* [PARTS OF THE EXERCISE]
**a)** In the review of the exhibition opening, why does the writer point out how Wolfgang Schrempp's name is pronounced? Answer in one to three sentences.
**b)** Answer these questions using the review of the exhibition opening.
(i) Which gallery's party pies were served with the wine?
(ii) Whose self-portrait was the writer looking at while thinking about the pies?
(iii) What kind of company was Herr Schrempp from?
**c)** Carry the review of the exhibition opening forward from the point where it stops.

Things didn’t start well. People, public transport and significant works of visual art are, I have found, generally improved by judicious drinking. The wine was not, even by my standards, potable. It made everyone stink and bray like donkey cooked in cheap muscatel and it was not well matched with the National Gallery of Victoria’s party pies.
(And, no, the symbolism of the frozen and reheated pies was not lost on me, my dear, as I queasily looked at what must have been one of Robert Mapplethorpe’s crappiest self-portraits. From which of the Guggemheim’s neglected and leaky Frigidaire’s did these aging snacks come?)
When I acknowledged that I’d have to actually look at some Jeff Koons pictures sober, the speeches began. As a Global Franchise, Guggenheim, I suppose, must have its Ham-Burglar. He came in the form of the improbably named and wonderfully accented Wolfgang Schrempp. This is actually pronounced Shrimp.
I only mention it to evoke the cloud of ironic dust that was beginning to choke everyone in the gallery’s vast and cavernous space.
Anyhoo, Herr Schrempp was from the Luxury Brand Car manufacturer that had made this intractable exhibition possible. He went on for about 10 days clumsily comparing the work of high end European car manufacturers to transgressive art forms. Which even I, not at all a student of art, found hard to take.

* [MATERIAL PROVIDED]
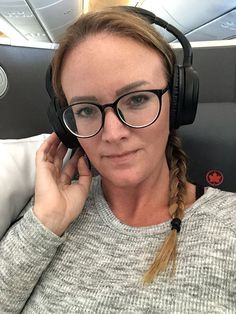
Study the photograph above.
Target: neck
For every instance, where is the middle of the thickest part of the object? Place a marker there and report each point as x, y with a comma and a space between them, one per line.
143, 204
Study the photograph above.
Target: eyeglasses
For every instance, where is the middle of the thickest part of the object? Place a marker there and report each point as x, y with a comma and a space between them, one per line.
137, 109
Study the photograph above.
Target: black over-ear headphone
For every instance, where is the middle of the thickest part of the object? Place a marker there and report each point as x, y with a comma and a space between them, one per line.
184, 86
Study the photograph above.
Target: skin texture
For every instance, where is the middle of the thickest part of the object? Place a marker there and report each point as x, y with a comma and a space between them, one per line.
132, 162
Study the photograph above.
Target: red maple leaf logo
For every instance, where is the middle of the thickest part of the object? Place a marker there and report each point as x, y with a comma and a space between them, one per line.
214, 177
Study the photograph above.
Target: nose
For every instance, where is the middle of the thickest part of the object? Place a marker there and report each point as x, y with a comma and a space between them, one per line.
113, 129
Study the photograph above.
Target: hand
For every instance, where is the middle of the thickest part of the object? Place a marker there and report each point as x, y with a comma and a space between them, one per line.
58, 201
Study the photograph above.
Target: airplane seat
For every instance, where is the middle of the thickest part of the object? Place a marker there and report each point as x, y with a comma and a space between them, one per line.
210, 144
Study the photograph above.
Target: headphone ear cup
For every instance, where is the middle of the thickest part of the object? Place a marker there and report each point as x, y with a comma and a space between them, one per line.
177, 97
191, 92
55, 116
184, 97
57, 123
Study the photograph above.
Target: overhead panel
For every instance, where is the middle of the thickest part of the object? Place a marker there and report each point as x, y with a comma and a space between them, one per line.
222, 28
56, 16
188, 15
19, 15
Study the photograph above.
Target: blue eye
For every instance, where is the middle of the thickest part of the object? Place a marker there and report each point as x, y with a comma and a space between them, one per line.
138, 99
85, 111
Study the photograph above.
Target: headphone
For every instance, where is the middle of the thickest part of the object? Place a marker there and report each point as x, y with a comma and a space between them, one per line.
184, 86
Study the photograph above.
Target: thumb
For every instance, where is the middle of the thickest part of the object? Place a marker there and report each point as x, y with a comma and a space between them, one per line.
85, 176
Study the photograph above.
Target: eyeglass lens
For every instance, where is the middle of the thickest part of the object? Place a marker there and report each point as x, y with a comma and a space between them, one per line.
137, 110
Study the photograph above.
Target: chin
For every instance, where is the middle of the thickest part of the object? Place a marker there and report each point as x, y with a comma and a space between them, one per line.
124, 178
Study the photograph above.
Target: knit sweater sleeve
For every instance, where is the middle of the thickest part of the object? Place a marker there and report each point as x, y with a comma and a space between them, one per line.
25, 252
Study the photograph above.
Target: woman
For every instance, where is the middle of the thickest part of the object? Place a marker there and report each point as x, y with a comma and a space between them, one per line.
108, 245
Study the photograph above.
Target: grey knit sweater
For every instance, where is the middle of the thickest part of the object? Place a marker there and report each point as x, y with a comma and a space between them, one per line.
98, 264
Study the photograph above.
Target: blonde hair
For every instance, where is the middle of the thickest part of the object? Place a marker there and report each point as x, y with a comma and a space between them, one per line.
117, 21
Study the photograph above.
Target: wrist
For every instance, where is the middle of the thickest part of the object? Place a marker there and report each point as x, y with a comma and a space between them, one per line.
52, 222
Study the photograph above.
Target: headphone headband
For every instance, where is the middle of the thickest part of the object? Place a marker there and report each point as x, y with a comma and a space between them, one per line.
184, 85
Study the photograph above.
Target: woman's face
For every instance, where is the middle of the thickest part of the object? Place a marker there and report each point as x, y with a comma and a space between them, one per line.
100, 69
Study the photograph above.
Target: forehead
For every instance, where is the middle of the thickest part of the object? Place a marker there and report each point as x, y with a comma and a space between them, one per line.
112, 60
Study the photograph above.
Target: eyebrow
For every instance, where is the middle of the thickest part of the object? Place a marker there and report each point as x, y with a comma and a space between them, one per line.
127, 88
123, 90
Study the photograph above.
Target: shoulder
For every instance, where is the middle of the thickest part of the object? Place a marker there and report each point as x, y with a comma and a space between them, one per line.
221, 206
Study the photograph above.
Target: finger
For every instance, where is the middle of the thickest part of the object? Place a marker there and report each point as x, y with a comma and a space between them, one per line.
70, 168
85, 176
60, 154
45, 147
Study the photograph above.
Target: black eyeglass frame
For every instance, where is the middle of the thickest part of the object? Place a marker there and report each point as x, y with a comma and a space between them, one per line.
158, 92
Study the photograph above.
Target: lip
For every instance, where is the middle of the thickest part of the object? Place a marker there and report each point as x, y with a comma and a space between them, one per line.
123, 157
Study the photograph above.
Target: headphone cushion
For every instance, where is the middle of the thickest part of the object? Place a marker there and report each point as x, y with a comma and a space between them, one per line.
177, 97
56, 121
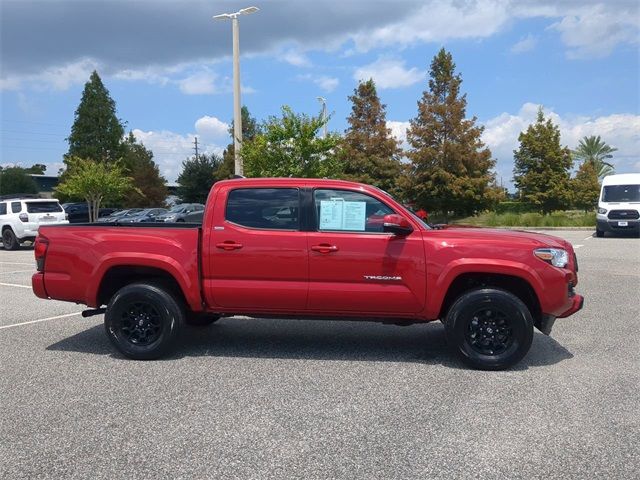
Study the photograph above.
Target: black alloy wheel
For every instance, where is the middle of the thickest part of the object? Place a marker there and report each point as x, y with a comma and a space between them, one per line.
143, 320
489, 328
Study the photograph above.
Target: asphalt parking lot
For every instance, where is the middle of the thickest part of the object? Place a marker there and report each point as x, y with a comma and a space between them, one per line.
279, 399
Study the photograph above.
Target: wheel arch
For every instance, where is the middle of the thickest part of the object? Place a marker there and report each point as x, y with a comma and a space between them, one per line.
518, 286
117, 277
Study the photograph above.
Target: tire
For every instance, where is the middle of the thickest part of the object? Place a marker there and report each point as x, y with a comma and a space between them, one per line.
489, 329
9, 240
143, 321
201, 319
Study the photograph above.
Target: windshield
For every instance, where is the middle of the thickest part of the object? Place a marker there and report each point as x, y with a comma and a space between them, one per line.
621, 193
43, 207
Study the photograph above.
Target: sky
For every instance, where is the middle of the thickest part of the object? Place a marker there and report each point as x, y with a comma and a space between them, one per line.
167, 65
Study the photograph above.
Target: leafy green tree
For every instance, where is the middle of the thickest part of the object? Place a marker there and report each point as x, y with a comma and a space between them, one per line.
16, 180
594, 150
36, 169
150, 187
96, 132
290, 147
450, 167
197, 176
250, 129
541, 171
95, 182
585, 187
369, 153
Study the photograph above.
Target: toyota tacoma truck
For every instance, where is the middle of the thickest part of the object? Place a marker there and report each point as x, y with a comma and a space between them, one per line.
310, 248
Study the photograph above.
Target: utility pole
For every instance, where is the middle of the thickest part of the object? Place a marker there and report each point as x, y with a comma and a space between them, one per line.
237, 116
323, 115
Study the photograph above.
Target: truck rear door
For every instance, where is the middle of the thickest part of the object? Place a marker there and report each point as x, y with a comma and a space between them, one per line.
258, 258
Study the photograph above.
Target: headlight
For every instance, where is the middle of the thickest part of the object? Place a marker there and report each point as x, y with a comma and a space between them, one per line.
554, 256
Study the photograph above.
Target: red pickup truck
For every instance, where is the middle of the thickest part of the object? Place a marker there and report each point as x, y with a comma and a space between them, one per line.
311, 248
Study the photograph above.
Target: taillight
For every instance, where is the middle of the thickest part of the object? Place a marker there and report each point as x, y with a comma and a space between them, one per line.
40, 251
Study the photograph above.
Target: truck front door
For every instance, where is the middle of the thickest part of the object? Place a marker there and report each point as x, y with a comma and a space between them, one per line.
354, 266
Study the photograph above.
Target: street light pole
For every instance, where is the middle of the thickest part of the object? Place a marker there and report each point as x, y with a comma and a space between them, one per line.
323, 101
237, 109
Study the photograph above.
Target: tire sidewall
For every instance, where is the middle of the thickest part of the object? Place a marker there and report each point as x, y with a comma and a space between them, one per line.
168, 308
461, 313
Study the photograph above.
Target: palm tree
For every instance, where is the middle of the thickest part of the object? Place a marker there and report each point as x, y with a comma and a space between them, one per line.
592, 149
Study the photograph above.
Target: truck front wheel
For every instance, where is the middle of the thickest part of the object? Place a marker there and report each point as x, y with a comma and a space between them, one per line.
489, 329
142, 321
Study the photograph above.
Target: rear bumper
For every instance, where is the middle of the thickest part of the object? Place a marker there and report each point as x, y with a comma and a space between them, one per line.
37, 284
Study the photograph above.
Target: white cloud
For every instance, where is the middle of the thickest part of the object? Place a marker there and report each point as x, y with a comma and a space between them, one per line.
170, 149
618, 130
328, 84
201, 83
211, 128
437, 21
389, 73
296, 59
525, 44
55, 78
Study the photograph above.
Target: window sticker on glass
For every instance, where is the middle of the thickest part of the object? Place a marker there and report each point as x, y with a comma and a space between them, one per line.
340, 215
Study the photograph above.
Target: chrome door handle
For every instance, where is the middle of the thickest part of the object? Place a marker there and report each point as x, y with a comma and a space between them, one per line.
324, 248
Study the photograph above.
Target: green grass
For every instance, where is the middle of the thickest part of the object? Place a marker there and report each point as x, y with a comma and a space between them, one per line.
570, 218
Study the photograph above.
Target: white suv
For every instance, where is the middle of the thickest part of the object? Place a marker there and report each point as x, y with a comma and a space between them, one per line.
20, 218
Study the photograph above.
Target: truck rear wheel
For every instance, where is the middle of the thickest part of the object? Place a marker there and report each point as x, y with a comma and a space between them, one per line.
489, 329
9, 240
143, 320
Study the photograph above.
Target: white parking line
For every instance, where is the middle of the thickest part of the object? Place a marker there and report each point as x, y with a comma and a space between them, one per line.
15, 285
41, 320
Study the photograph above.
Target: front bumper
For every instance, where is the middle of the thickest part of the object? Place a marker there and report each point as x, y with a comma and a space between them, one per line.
607, 225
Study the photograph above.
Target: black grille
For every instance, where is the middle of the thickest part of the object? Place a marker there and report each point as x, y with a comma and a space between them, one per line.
623, 215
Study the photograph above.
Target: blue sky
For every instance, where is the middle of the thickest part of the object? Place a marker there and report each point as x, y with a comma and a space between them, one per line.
167, 65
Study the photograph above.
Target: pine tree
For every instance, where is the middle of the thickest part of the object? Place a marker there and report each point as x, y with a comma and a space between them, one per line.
585, 187
197, 176
450, 169
150, 190
96, 132
369, 153
250, 129
541, 171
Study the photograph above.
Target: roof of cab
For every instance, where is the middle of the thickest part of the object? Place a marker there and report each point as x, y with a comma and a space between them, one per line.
622, 179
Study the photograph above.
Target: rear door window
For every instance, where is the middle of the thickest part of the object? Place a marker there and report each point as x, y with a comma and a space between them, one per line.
43, 207
264, 208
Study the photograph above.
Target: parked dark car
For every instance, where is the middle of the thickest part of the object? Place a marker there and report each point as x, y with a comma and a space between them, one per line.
146, 215
79, 212
120, 214
185, 212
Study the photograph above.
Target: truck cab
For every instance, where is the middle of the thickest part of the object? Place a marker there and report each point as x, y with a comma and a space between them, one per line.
619, 204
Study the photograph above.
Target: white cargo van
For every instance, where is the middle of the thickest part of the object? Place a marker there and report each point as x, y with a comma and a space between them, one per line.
619, 204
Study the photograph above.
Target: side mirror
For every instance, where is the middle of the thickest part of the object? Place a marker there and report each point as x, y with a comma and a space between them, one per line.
397, 225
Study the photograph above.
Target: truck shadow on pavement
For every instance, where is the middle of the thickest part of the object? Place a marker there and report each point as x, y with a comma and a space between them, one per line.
315, 340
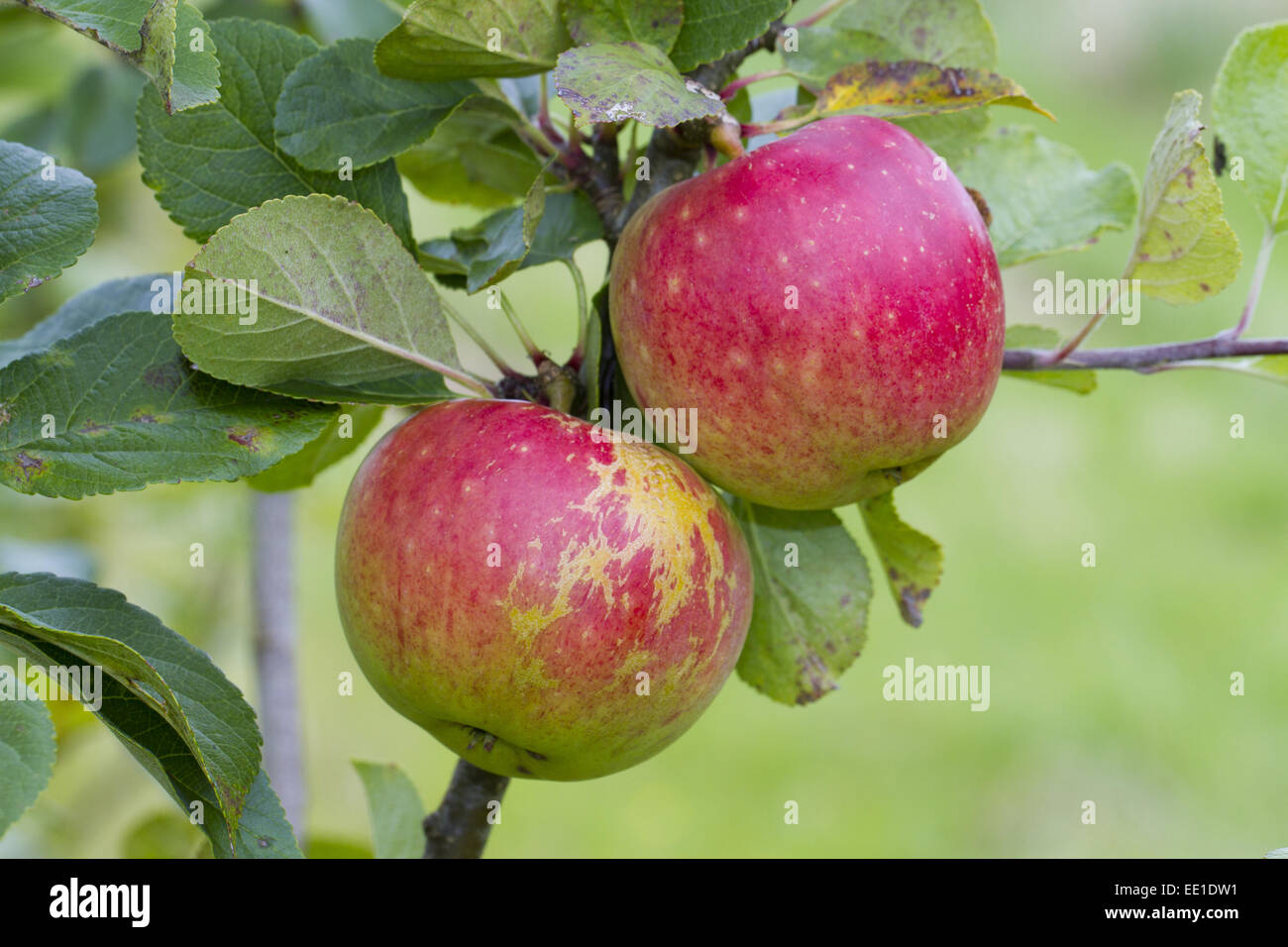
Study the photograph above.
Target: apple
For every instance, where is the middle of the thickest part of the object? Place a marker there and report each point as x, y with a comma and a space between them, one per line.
829, 305
542, 599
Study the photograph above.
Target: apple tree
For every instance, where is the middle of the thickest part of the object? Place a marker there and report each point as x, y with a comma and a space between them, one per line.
523, 567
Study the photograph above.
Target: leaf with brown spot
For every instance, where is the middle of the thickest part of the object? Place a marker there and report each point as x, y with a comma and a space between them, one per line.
163, 698
613, 81
910, 88
811, 602
115, 429
1185, 249
913, 562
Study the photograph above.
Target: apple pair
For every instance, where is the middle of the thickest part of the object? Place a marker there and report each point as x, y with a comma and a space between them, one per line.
554, 604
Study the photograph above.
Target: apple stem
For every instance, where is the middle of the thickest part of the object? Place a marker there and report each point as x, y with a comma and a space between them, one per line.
477, 338
1069, 347
742, 81
459, 827
535, 354
583, 309
1147, 359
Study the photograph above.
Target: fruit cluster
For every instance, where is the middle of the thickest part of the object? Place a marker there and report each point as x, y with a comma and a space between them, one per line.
553, 603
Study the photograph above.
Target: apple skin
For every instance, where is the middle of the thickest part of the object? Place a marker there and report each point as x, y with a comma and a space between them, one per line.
613, 560
900, 313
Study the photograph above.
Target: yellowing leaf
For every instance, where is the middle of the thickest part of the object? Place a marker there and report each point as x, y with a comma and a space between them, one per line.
1185, 249
909, 88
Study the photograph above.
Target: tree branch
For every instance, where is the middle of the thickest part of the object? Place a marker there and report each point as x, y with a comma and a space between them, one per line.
460, 826
1145, 357
273, 586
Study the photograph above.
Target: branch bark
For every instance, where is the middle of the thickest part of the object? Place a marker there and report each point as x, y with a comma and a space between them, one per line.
460, 826
1145, 357
275, 633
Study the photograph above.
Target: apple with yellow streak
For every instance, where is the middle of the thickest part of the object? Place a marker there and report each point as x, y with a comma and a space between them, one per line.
544, 598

* [ANSWERS BELOW]
**a)** The writer mentions that "Schrempp" is pronounced "Shrimp" to evoke the "cloud of ironic dust" that was beginning to choke everyone in the gallery's vast, cavernous space.

**b)**
(i) The National Gallery of Victoria's.
(ii) Robert Mapplethorpe's.
(iii) A luxury brand car manufacturer, the one that had made the exhibition possible.

**c)**
Apparently, Mercedes Benz make “art”. No. They make frigging nice cars. They do not make Entartete Kunst. Media workers pay heed: Wolfgang is not a master of subtle branding and urgently requires a speech writer.
Then, a very nicely groomed blonde lady spoke about Rothko Rupturing the Canvas of the Twentieth Century and my learned date remarked that dinner would soon be ruptured unless this nicely groomed lady mentioned Dada. Which, as it happened, she didn’t.
The Guggenheim seems to be the sort of organisation that values its corporate memory above the history of art. Rather arrogantly, it seems to me, the company believes it can allow a potted history of ideas and images that does not engage beyond the limen of its collection.
And, what we’re left with (despite all of the talk about ripped canvases) is a very flat narrative that tells people like me nothing about the twentieth century. Decades of chaos covers the walls and floors of the NGV like bad graffiti and, ultimately, I learned nothing about the emergence of a New Artistic Identity. And, I still loathe Jeff Koons.
Oh, I went home feeling empty, alone and disposed to tell Dear Diary of my deep dissatisfaction. The National Gallery of Victoria will egoistically roll over, I’m sure, and say to its public, “Finish yourself off, love.”